***** Raw data

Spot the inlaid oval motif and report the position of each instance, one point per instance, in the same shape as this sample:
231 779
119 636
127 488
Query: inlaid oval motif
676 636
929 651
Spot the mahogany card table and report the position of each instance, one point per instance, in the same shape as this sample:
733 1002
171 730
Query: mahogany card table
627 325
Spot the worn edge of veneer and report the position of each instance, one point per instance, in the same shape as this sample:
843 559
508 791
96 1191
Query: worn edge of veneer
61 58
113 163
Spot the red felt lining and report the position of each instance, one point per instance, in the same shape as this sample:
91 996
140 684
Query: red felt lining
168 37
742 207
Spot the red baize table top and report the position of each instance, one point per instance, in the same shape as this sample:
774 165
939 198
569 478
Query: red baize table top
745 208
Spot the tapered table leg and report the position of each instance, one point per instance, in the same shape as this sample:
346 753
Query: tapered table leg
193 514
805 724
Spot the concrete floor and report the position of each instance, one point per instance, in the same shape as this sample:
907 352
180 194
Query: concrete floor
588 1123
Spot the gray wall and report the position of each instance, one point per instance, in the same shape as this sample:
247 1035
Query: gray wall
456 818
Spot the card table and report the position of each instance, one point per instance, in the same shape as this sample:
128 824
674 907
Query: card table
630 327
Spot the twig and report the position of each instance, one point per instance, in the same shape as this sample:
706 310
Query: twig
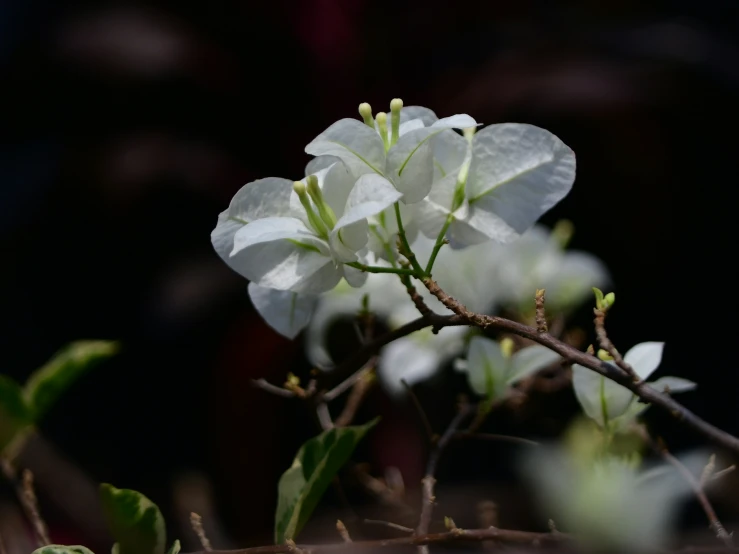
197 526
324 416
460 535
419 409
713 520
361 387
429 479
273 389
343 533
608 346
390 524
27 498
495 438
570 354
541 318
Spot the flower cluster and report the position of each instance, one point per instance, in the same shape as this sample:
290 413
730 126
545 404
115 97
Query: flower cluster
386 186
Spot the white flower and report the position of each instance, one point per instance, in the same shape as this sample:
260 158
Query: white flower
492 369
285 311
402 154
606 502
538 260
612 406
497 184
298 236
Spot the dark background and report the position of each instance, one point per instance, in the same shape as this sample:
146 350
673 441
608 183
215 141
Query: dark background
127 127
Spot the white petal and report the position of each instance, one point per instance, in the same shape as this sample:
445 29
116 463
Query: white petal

**********
***** Raw data

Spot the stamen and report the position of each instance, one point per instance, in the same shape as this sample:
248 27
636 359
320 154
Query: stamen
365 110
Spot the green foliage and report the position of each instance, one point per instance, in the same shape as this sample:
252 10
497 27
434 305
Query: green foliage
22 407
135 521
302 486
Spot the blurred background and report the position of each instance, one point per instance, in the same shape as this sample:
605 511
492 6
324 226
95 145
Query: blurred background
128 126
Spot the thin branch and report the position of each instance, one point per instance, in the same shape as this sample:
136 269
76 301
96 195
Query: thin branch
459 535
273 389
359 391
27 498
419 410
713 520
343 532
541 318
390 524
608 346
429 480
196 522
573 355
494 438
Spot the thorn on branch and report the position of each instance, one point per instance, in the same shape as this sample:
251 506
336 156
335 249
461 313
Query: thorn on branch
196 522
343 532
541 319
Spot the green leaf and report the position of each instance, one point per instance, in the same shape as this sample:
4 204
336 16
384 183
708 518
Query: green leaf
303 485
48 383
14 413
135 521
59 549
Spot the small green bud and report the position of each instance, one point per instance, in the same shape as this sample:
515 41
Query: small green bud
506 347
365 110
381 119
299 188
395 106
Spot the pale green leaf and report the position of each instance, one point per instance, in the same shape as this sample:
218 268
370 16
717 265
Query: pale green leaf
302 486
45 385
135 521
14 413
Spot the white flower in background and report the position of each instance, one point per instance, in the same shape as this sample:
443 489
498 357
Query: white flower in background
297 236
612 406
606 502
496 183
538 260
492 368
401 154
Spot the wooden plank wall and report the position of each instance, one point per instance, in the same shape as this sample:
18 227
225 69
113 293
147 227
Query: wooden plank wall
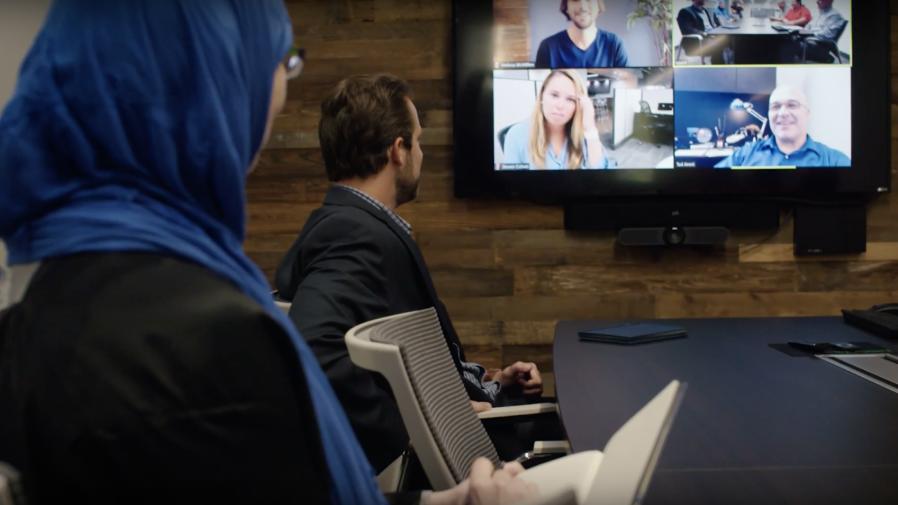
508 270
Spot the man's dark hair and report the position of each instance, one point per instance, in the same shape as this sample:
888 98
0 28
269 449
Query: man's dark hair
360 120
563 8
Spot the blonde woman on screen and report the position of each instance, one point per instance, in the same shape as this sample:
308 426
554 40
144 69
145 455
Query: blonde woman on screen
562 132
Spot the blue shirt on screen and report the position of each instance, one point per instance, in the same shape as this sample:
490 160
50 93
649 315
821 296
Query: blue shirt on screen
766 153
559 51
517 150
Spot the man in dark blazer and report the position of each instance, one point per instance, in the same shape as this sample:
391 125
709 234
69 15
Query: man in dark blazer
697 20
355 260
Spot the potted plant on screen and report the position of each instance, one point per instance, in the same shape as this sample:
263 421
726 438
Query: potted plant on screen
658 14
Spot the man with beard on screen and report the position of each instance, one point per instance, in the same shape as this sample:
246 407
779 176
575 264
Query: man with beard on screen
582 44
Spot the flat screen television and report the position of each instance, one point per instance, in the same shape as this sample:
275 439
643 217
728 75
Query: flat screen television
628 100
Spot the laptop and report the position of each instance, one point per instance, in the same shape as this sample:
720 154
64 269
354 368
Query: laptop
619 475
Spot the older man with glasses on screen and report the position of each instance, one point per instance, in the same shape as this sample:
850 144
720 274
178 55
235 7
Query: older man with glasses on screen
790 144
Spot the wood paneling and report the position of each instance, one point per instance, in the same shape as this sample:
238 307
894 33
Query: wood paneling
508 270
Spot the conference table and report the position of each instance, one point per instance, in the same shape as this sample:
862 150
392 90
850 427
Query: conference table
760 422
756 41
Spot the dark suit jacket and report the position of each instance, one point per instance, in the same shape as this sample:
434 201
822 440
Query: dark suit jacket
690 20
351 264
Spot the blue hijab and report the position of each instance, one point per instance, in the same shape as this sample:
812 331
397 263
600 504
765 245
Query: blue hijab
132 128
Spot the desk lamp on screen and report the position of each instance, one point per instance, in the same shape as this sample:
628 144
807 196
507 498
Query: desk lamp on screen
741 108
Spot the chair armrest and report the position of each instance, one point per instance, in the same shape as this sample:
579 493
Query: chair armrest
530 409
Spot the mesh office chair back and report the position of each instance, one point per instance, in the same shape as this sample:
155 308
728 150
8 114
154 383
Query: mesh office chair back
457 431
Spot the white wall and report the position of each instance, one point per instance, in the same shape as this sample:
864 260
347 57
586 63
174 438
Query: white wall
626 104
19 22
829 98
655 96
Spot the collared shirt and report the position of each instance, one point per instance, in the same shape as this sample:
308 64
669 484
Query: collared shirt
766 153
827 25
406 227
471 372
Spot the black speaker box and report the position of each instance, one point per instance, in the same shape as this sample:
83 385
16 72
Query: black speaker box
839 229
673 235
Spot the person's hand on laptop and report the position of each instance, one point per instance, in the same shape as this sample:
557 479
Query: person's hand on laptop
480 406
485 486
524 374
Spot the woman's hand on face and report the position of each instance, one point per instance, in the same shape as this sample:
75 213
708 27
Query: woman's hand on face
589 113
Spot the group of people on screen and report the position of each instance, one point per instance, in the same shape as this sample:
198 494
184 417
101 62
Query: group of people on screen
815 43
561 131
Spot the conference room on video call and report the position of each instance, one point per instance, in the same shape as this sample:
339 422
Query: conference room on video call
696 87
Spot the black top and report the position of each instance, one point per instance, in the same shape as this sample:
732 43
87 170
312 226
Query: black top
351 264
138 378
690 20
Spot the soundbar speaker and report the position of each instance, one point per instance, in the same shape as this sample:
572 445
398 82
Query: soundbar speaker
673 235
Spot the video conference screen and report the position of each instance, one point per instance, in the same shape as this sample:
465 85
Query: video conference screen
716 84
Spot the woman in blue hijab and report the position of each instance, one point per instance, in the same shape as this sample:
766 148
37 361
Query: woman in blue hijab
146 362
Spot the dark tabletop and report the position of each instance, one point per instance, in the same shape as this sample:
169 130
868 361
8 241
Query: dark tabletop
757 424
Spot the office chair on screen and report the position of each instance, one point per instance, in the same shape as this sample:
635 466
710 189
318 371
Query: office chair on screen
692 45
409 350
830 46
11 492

**********
***** Raw data

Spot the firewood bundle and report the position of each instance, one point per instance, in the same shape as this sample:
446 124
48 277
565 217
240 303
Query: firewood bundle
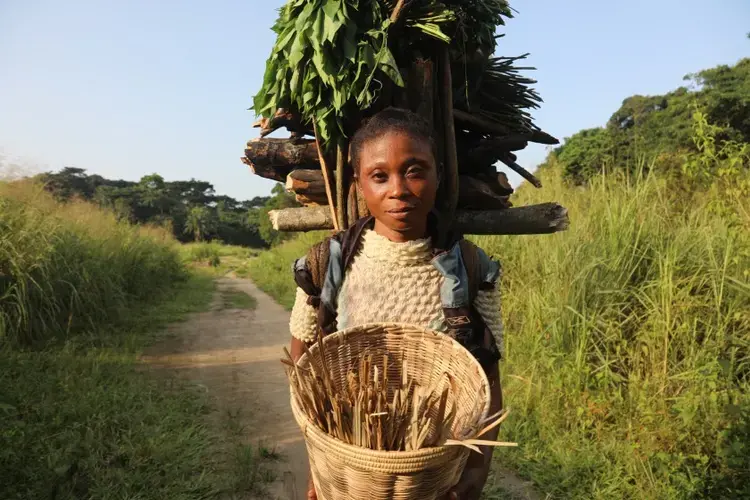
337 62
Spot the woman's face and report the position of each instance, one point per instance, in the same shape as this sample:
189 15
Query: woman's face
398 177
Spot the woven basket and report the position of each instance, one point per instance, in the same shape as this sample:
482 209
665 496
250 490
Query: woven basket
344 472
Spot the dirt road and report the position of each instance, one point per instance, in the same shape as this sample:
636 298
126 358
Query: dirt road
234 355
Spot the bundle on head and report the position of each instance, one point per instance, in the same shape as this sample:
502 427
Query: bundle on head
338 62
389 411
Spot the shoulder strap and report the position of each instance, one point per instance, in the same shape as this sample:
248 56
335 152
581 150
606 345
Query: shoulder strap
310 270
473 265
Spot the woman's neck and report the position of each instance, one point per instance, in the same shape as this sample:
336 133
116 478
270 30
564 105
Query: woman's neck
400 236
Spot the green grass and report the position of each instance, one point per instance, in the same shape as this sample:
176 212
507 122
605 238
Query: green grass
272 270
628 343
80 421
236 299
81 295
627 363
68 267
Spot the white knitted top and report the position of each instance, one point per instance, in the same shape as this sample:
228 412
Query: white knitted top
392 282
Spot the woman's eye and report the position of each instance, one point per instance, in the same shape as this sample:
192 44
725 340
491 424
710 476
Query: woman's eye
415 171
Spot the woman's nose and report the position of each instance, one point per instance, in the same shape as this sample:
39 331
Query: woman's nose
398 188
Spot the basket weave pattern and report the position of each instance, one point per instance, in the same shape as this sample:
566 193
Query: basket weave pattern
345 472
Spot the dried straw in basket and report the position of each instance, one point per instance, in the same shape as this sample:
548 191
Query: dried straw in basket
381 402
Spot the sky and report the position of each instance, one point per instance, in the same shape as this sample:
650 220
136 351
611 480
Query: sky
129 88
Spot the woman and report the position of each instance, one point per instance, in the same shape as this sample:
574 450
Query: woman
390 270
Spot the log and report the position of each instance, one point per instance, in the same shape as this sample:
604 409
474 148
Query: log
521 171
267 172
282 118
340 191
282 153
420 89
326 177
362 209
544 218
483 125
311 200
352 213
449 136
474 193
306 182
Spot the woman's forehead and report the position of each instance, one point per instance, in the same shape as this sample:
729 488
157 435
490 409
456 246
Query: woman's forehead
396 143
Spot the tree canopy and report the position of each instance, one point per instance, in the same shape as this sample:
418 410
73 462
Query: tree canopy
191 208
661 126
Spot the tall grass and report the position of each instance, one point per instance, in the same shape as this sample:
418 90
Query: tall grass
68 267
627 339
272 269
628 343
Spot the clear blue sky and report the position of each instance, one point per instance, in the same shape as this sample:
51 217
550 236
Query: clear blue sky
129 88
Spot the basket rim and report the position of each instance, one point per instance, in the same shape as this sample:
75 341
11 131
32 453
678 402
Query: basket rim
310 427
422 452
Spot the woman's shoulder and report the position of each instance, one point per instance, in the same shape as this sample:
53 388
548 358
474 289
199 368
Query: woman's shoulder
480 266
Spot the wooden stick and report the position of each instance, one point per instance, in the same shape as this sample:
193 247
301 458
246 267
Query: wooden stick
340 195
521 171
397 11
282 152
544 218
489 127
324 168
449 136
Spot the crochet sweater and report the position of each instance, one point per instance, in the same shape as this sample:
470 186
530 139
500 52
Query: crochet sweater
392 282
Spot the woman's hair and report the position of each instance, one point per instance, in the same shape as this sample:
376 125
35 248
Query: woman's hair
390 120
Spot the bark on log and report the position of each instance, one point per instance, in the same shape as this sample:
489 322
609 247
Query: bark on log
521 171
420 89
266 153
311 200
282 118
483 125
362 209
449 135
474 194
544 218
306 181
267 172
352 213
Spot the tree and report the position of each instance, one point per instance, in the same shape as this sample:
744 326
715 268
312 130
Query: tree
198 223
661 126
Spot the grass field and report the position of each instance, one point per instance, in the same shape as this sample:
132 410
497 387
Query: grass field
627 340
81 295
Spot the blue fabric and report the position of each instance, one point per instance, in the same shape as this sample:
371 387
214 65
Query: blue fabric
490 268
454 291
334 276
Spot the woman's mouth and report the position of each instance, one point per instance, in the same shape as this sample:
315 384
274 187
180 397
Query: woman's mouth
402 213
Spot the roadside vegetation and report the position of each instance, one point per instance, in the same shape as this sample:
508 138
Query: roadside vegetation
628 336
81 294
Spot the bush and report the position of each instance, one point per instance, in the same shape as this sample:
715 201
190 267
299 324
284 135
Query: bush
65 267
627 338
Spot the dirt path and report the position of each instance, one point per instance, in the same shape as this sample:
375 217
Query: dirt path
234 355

**********

__Objective__:
Extract each line above that contains the string "room", and reproduce every match in full.

__Correct output__:
Spot the conference room on video call and report the position of each instance, one point per instance, in the same shape as this sample:
Query: conference room on video call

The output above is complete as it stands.